Dataset rows locating where objects appear
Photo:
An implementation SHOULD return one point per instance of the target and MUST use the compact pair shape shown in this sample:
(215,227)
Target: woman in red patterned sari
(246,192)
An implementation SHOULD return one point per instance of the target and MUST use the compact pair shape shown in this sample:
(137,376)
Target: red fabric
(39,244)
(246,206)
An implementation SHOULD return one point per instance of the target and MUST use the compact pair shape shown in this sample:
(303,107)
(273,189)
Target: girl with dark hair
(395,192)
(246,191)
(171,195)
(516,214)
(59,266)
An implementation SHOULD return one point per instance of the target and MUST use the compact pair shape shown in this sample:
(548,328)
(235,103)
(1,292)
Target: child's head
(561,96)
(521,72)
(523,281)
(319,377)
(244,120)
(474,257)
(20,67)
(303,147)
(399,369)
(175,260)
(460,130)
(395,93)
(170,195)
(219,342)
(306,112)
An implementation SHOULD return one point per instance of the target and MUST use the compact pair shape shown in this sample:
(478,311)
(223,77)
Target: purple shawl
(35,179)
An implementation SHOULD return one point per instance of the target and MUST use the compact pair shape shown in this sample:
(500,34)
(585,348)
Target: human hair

__Task requirements__. Retype all of the material above verbatim, keeping every line unchanged and in its original order.

__Exercise response__.
Photo:
An implementation SHOULD return one point per instance of the target and MUST use the compact pair shape shown in this sample:
(215,227)
Target: woman in red patterned sari
(246,192)
An implementation SHOULD return one point per instance of the target and MUST use the compact pair shape shown in this sample:
(137,376)
Target: red fabric
(39,244)
(246,206)
An implementation SHOULD return one point per instance of the target and MUST use the compact pair shape shown in this sample:
(303,107)
(273,189)
Target: girl with dark hair
(395,192)
(246,191)
(171,195)
(516,214)
(59,266)
An implementation SHOULD return one point per instance of the target and MUST use the compact pair shape shown in this sample:
(548,328)
(235,103)
(1,292)
Target: child's head
(561,96)
(521,72)
(523,281)
(319,377)
(244,120)
(474,257)
(20,67)
(303,147)
(399,369)
(175,260)
(460,130)
(395,93)
(170,195)
(219,342)
(306,112)
An implementation SHOULD return one point per instance of the target and MUST use the compact pair shape shown in this sample:
(478,311)
(223,77)
Target: purple shawl
(35,179)
An implementation SHOULD return one point per instance of the target and MUST use the compact pair shape shown in this sample:
(500,34)
(585,348)
Target: human hair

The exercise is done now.